■ **PROVIDED TEXT**
Originally bicycle makers, in 1898 the Dennis brothers began motorising tricycles, in 1901 they produced their first motor car, in 1903 or 1904 they produced their first commercial vehicle and in 1908 they produced their first fire engine. In 1913 Dennis was listed as a public company and suspended production of passenger cars, instead concentrating on production of commercial vehicles including busses, fire engines and lorries.

That year Dennis introduced the A Type, first exhibiting it at the Commercial Vehicle Show at the Olympia Exhibition Centre. The A Type was designed by Dennis to comply with the War Office motor vehicle "subsidy scheme" requirements. (Note: In 1911, the British War Office revised the terms of their motor vehicle "subsidy scheme", which sought to subsidise commercial truck operators to purchase vehicles that were suitable for military service on the condition the War Office could impress them into service in the event of a national emergency.) In 1913 when the A Type was presented at a War Office trial for certification under the scheme, (Note: Subsidy scheme trials were held between 1912 and 1914, where lorry manufacturers could register their vehicles for subsidy status.) it failed, its original 30 bhp Aster engine being considered underpowered. Having re-engined the lorry with the more powerful White and Poppe engine, at the subsidy scheme trials held in early 1914 Dennis received certification for the A Type. The A Type was the last lorry to be certified before war was declared.

■ **TO DO**
**a)** From the passage on the history of Dennis, list the kinds of commercial vehicles the company concentrated on after it stopped making passenger cars in 1913.
**b)** Continue the passage on the history of Dennis and its A Type lorry from the point where it ends.
The records that follow were taken from a separate source.

■ **Items listed in a dataset**
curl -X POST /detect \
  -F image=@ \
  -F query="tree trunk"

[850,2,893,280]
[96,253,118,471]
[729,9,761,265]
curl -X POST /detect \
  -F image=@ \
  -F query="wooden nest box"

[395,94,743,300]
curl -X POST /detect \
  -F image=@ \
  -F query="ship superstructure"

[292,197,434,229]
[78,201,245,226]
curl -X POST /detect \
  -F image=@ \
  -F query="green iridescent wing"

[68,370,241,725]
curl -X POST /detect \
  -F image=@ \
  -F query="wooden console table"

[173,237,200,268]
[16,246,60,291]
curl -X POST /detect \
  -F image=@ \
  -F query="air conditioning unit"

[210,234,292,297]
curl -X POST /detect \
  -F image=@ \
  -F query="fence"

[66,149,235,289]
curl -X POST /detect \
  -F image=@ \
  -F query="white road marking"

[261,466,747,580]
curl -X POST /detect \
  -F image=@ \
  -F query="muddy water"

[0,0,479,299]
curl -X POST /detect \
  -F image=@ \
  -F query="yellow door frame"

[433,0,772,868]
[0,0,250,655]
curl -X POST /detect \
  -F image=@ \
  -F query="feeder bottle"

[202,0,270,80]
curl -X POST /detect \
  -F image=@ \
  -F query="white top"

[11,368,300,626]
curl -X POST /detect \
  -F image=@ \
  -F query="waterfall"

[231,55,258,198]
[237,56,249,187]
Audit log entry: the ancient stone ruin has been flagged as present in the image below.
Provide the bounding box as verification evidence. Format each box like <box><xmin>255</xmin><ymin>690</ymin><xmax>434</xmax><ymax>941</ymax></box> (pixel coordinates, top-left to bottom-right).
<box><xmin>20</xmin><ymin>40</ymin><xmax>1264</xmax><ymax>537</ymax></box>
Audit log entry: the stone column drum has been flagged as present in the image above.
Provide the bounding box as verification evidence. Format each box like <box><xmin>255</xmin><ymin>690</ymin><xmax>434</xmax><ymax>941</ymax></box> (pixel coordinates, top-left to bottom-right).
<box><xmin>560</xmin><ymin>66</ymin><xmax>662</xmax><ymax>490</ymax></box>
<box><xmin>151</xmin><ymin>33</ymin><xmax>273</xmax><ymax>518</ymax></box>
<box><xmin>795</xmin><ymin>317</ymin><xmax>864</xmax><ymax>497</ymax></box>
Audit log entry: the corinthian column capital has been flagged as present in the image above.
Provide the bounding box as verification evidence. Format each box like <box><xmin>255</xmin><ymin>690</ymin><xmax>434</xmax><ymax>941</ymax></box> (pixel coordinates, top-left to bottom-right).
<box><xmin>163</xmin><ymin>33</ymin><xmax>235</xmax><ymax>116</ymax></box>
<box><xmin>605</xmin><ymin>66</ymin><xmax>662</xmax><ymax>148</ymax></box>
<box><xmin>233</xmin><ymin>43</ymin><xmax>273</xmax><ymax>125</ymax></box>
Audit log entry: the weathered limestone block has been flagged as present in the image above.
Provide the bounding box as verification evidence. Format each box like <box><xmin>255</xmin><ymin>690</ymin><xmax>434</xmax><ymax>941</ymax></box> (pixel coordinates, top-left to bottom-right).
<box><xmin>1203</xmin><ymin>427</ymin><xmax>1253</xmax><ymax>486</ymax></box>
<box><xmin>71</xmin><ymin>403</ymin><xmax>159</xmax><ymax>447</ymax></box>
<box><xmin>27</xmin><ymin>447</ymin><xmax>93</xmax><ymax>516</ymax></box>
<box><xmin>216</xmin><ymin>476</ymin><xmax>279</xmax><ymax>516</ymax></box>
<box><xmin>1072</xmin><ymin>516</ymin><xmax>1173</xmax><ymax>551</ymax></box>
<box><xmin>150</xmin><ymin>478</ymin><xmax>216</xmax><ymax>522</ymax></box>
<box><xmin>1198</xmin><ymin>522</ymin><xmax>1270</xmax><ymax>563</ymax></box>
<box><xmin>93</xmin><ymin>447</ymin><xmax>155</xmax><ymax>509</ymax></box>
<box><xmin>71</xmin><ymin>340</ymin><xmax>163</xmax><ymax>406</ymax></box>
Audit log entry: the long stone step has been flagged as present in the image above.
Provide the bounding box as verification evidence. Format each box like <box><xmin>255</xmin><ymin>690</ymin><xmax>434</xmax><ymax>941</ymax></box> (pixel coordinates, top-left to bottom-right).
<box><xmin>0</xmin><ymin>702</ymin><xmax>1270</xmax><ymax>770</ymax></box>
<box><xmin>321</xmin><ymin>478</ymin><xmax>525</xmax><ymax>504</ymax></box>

■ **RESULTS FOR THE EXERCISE**
**a)** busses, fire engines, lorries

**b)**
During the First World War, Dennis produced only two vehicle models, the A Type and the N Type fire engine. In 1915 the War Office took over direct control of Dennis for the duration of the War, and by the end of the conflict over 7,000 had been delivered. In military service, the Dennis A Type was found to have among the best performance of the British Subsidy Type lorries. Rated for payloads of 3 LT, when fully loaded the A Type could climb gradients as steep as 1 in 6.

Upon their arrival in Europe in 1917, the British supplied the American Expeditionary Forces with a number of A Types. It is unknown how many A Types were supplied to the Americans, but it was likely hundreds.

Post-War, the British War Office auctioned off thousands of surplus military vehicles to the British public. Demobilised A Types proved popular with civilian operators. The A Type had considerable influence on post-War British lorry designs, and despite introducing new models, Dennis continued production of the A Type until 1926.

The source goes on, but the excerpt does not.